* Instructions to follow *
Scan the data below. Pull out each line where "Report" occurs.
▶
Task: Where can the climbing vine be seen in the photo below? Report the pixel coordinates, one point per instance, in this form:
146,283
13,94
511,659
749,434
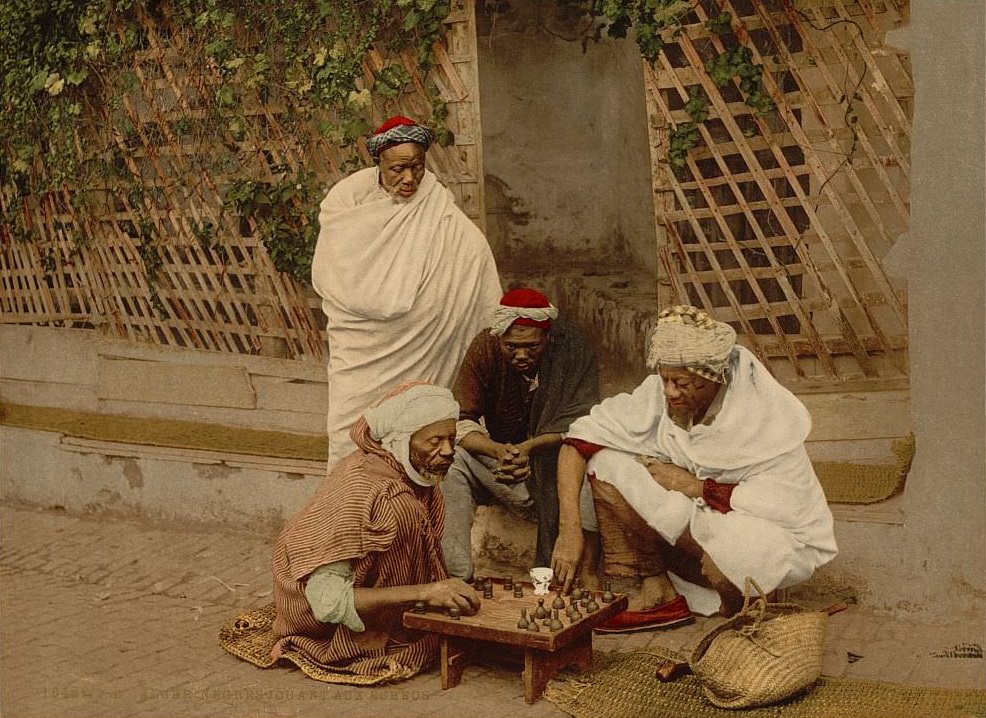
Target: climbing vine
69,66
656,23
◀
▶
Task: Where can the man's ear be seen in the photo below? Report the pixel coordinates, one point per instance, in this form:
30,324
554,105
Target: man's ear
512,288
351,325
◀
▶
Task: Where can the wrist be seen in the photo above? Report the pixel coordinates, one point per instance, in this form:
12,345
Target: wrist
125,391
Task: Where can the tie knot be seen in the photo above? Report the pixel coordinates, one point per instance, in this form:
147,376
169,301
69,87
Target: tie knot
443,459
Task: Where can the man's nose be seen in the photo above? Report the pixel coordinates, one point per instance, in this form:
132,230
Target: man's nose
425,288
◀
* Written solution *
Task: Where can the climbing vine be seen in the photo below? Report the pixel coordinates, one point per instance, in this form:
Task: Where can the man's ear be seen in the photo below? Report the pixel coordinates, one point per instance, in this form:
Task: Where can the wrist be seen in the photo above? Report the pixel coordinates, one point per instance, in this form:
Task: Where can the tie knot be seen in the photo above? Report the pixel coordinates, one point per instance, in this form:
Task: Where can the man's nose be seen in the photo above? Report the pixel coordinates, one point per instance, in this form:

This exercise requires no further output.